_Trecho fornecido_.
((

Eu não sei, lembro do rei do gado e da Luana que apesar de todos os defeitos quando o Jeremias e Bruno tentaram manipulá-la simplesmente pegou as coisas dela e foi embora no melhor estilo quem manda na minha vida sou eu.
A covardia do Afrânio só o torna uma personagem mais detestável. Mas o Rodrigo Santoro está muito bem, apesar do povo ficar zoando. Esse papel dele na novela é bem melhor que os papéis na maioria dos filmes americanos.
Mas a minha dúvida é quantas voltas vão dar pro coronel mostrar que no fundo ele é bom.
Mas concordo contigo que deviam mostrar mais da vida dele em Salvador antes de colocarem-no na fazenda até pra transformação dele em patriarca opressor ser mais chocante.
Eu estava esperando começar a segunda fase antes de comentar. ;)
Olha, esse amor todo da Iolanda pelo Afrânio merece visita a um psicólogo; não é saudável, não. E na segunda fase eles formam um casal feliz, como se nada de violento sequer tenha acontecido. O coronel agora parece um fanfarrão, com roupas coloridas e cabelo acaju mimoso, mas a descrição da surra que ele deu no filho caçula já nos dá mostra de que ele não mudou, continua um nojento. Vai entender.

))

_Tarefas propostas_.
• a. Repita, sem alterar nada, a parte dos comentários sobre a novela que começa nas palavras "Olha, esse amor" e termina depois de "nojento. Vai entender.".
• b. Reescreva em forma de lista o parágrafo dos comentários sobre a novela que começa com "Olha, esse amor todo", mantendo os fatos principais.

_Dados disponíveis_.

((

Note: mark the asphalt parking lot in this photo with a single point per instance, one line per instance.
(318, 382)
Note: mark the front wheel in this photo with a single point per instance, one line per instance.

))

_Respostas em ordem_.
• a.
Olha, esse amor todo da Iolanda pelo Afrânio merece visita a um psicólogo; não é saudável, não. E na segunda fase eles formam um casal feliz, como se nada de violento sequer tenha acontecido. O coronel agora parece um fanfarrão, com roupas coloridas e cabelo acaju mimoso, mas a descrição da surra que ele deu no filho caçula já nos dá mostra de que ele não mudou, continua um nojento. Vai entender.

• b.
- O amor de Iolanda por Afrânio não é saudável e merece visita a um psicólogo.
- Na segunda fase, os dois formam um casal feliz, como se nada de violento tivesse acontecido.
- O coronel agora parece um fanfarrão, com roupas coloridas e cabelo acaju.
- A descrição da surra que ele deu no filho caçula mostra que ele não mudou e continua um nojento.